## Passage cité
"""
Kate Smuraga : la Biélorussie, comme un remords d'adolescence

Aux prises avec le changement, bouger et grandir : quand je revois mes amis, je m'aperçois à l'évidence comment nous nous sommes transformés intérieurement et j'y vois la tectonique des plaques à l'œuvre avec ses subtilités et sa lenteur.

Kate Smuraga

Personne d'important, mais personne d'autre… le temps file à toute vitesse. Comme si, quelqu'un d'assez cinglé le pourchassait, échevelé et sans repos. 

Je me souviens absolument de ce printemps avec ses promesses et ses libérations. Mais après ? Où sont donc passés tous ces étés ?  Par une chaude journée d'été, j'ai plongé dans un lac et je suis remontée à la surface pour y voir des branches nues en l'air et tout un tapis de feuilles autour. Car, un coup de vent avait soudain effeuillé tous les arbres alentour en quelques minutes.
"""
## Données des tâches
"""
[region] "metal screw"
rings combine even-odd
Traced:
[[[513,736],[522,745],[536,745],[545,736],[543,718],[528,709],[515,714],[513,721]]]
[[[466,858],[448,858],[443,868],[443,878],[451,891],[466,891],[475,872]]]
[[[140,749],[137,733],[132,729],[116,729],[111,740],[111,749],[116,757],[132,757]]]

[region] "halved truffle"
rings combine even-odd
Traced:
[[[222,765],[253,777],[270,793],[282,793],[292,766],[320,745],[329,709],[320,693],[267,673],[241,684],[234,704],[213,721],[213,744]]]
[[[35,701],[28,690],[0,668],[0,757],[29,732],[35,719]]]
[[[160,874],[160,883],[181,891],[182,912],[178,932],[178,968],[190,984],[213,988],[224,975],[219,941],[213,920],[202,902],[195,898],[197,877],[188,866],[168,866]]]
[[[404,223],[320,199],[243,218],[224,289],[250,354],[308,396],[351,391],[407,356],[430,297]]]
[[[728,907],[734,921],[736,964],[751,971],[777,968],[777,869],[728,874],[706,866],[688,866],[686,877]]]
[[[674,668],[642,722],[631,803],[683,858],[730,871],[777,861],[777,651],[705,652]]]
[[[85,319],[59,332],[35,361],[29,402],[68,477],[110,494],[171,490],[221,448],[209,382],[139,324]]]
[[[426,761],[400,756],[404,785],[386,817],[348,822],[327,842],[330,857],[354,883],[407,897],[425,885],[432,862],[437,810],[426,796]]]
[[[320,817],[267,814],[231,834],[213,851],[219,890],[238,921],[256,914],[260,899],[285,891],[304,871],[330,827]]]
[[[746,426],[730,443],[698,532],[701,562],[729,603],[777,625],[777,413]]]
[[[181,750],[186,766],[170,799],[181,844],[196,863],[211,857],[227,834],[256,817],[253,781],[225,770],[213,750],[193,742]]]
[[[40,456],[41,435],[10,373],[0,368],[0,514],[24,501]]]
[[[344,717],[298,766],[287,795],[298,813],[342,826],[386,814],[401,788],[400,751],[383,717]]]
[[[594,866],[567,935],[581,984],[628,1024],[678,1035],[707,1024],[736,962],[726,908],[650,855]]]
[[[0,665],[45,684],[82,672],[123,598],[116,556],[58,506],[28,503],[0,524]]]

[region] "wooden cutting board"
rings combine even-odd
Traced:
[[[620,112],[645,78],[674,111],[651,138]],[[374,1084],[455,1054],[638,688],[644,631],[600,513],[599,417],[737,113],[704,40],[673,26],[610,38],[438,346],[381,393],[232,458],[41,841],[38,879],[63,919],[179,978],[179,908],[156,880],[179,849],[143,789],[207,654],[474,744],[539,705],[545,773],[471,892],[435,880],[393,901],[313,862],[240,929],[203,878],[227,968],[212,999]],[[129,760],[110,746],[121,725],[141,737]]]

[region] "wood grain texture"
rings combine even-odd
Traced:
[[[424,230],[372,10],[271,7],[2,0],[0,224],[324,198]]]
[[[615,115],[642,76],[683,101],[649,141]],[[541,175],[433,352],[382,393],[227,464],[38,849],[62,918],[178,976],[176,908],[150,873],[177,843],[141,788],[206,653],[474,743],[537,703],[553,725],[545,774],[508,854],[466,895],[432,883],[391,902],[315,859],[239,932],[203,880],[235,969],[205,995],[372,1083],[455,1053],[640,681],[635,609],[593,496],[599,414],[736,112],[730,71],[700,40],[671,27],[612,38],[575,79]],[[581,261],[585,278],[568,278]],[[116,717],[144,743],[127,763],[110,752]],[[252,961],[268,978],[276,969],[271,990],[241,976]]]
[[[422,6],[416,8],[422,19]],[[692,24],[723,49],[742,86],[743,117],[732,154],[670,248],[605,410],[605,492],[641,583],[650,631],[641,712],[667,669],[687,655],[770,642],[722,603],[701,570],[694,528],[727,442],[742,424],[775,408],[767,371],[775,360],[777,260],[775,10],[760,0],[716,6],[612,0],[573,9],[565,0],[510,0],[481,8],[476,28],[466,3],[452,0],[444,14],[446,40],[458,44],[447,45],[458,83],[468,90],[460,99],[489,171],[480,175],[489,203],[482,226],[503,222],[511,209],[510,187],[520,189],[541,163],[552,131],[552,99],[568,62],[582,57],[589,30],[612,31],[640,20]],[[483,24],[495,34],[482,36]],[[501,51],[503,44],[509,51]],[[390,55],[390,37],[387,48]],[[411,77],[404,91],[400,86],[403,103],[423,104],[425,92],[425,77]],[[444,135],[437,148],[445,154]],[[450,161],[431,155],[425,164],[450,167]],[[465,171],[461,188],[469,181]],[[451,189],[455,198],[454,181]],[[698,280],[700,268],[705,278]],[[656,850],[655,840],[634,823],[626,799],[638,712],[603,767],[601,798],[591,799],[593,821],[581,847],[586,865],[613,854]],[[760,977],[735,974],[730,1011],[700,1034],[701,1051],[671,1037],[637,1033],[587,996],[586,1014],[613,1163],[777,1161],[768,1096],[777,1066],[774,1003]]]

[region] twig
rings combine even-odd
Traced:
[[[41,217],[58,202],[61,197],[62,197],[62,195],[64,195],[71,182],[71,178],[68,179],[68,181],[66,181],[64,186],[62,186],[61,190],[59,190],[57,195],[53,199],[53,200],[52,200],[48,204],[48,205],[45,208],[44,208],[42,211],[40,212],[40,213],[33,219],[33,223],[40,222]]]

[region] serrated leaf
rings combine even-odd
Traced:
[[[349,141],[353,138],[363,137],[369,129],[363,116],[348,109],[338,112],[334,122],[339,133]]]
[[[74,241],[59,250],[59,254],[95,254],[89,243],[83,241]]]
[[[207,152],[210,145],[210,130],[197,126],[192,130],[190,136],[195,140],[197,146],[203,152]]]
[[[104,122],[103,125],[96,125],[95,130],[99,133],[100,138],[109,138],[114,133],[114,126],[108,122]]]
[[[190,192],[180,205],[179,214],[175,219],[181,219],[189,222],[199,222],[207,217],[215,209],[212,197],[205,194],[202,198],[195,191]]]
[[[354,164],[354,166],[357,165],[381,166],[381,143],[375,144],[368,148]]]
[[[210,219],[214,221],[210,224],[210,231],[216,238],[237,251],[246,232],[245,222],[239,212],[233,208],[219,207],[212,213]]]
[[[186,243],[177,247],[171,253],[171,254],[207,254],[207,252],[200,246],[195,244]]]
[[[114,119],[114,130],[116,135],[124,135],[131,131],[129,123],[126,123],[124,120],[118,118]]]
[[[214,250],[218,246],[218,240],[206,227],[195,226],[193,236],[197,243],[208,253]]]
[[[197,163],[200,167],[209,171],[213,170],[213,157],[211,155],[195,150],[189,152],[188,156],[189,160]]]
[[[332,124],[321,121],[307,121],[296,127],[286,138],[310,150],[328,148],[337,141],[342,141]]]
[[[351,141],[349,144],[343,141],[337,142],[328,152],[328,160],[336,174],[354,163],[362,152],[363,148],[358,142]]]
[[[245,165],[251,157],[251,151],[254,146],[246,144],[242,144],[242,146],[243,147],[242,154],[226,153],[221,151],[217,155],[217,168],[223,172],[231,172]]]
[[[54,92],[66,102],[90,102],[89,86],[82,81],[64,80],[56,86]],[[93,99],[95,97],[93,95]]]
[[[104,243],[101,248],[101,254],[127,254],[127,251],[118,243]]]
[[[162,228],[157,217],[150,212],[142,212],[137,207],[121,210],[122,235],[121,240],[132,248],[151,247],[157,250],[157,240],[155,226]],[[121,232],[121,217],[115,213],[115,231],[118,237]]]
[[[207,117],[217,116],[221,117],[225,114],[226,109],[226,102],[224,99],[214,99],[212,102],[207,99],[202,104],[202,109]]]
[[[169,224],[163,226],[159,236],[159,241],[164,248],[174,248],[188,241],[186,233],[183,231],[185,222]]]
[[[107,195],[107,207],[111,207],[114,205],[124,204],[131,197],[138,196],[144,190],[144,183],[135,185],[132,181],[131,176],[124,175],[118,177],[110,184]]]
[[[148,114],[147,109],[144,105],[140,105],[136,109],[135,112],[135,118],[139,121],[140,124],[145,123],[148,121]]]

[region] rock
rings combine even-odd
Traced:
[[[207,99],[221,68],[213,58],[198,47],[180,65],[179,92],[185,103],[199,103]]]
"""
## Tâches à réaliser
a - D'après le passage, qu'est-ce qui avait soudain effeuillé tous les arbres alentour ?
b - Renvoie toutes les lignes qui contiennent le mot "region", en tenant compte de la casse.
Le passage et les lignes n'ont aucun lien entre eux.

## Réponses par tâche
a - Un coup de vent, en quelques minutes.

b -
[region] "metal screw"
[region] "halved truffle"
[region] "wooden cutting board"
[region] "wood grain texture"
[region] twig
[region] serrated leaf
[region] rock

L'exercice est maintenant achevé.